- Görev amacı -
Telif hakkı korumasıyla ilgili metinde şapkalı harf (â, î, û) geçen bütün kelimeleri sıralayın.

- Çıkarılan metin -
- - - - -

Hakk-ı Telif Kanunu’nun çeşitli maddelerinden anlaşıldığına göre Osmanlı Devleti’nde eser yayımlayan yazarların tabiiyetleri mevzubahis olmaksızın himaye olacakları, müellifinin değil, eserin tabiiyeti esası kabul edildiği anlaşılmaktadır. Buna rağmen yabancı yazar ve eserlere Osmanlı’da himaye temin edilmemektedir[28] .
II. Edebî Mülkiyete Uluslararası Himaye Arayışı: 1886 Bern Sözleşmesi
Devletler iç hukukta kabul ettikleri kanunları ile ancak kendi sınırları içinde yerli ya da yabancı eser ve yazarların haklarını koruma altına alabilirler. Yoksa kendi sınırları içinde çıkardıkları kanunlar ile başka bir devlet sınırlarında bulunan eserleri yahut yazarlarını himaye edemezler. Bu noktaya kadar her devlet kendi sınırları içinde hukuk mevzuatıyla konuyu az-çok halledebiliyorken güçlük, kendi vatandaşına ait eserin diğer devletler arazisi üzerinde himayesini temin etmekte başlıyordu. Yurt dışında basım-yayım yapan bir müellif ya da basım-yayımı yapılan bir kitap, eğer faaliyette bulunduğu ülkenin kanunlarında himaye maddesi varsa korunuyor, faaliyette bulunulan ülkenin kanunlarında yabancı eserlerin haklarına dair madde yoksa himayeden mahrum kalıyordu. Hakların korunmasını sağlamak için ikili sözleşmelere gerek vardı. Bazı devletler bu sözleşmeleri yaparken bazıları yapmayarak sınırları dâhilinde yayımı yapılan yabancı eserleri ve kendi vatandaşlarının ülkeleri dışındaki faaliyetlerini himayeden mahrum bırakıyorlardı. Karşılıklı yapılan her sözleşme, farklı bir noktadan hareketle düzenlendiğinden konu hakkında birlikten yoksun metinler ortaya çıkıyor, örneğin bir devletin dört devletle yapmış olduğu sözleşmelerin her birinin maddeleri diğerlerinden farklı olabiliyordu. Ayrıca iç hukuk metinlerinde de her millete aynı hak ve salahiyet verilmiyor “en ziyâde mazhar-ı müsâade millet” uygulaması, karışıklığı iyice artırıyordu[29] .

- - - - -

- Veri satırları -
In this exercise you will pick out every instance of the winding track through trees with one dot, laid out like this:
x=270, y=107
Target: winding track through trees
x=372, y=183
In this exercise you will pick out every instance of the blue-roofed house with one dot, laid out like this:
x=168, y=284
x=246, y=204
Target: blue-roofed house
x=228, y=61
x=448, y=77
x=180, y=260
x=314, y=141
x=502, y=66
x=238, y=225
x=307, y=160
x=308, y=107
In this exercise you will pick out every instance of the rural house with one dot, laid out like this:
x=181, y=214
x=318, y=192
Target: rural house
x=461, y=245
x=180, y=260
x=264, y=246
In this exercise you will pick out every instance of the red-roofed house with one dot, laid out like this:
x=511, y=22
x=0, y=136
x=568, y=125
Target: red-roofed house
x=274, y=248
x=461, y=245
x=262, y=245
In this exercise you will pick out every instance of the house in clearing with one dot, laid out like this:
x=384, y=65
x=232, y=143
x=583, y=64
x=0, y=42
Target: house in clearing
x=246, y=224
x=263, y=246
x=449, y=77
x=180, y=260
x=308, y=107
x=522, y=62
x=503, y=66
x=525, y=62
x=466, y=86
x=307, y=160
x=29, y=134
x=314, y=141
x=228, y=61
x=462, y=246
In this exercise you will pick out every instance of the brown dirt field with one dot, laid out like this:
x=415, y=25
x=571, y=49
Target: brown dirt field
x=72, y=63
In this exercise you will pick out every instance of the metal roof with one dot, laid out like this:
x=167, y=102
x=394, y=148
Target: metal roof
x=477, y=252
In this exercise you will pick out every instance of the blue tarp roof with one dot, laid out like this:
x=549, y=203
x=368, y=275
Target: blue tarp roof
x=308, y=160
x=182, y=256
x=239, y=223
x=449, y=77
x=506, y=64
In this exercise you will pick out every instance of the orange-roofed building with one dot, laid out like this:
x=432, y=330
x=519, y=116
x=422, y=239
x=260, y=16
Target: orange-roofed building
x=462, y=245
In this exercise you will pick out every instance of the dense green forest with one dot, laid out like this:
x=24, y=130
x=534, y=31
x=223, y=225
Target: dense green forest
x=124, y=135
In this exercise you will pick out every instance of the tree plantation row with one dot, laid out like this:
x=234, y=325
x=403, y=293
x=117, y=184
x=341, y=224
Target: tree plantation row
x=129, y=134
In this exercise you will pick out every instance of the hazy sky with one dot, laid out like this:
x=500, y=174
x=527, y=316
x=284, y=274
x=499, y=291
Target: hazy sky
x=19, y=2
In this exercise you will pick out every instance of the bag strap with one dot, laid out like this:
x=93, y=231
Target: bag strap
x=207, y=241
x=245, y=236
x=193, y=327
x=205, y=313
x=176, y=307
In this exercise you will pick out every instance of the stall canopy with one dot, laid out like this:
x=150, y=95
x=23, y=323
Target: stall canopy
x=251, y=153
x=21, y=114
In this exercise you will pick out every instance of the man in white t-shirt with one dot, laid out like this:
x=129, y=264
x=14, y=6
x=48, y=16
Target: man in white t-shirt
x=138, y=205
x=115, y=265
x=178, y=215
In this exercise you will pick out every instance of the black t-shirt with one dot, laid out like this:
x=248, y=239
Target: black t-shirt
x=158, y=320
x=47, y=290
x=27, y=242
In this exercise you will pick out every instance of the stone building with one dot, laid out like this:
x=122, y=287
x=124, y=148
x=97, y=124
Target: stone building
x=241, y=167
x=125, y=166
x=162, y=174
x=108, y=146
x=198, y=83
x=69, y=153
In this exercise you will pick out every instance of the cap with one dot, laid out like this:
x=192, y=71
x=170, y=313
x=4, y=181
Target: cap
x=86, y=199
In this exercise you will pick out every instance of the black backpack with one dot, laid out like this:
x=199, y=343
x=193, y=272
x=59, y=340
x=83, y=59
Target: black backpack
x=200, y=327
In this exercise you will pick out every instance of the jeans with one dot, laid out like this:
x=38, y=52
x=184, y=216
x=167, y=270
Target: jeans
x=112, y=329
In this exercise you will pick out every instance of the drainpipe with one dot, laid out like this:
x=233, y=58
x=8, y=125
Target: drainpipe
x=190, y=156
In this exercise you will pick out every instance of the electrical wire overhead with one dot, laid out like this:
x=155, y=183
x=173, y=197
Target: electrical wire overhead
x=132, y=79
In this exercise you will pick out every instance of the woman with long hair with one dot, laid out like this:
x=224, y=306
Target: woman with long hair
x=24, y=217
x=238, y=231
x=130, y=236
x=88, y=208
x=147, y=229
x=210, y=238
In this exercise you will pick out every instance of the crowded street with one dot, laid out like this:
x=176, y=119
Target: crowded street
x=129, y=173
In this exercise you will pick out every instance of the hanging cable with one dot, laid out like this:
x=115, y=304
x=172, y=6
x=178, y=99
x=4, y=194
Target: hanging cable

- - - - -

- Alıştırma cevabı -
Edebî, dâhilinde, ziyâde, müsâade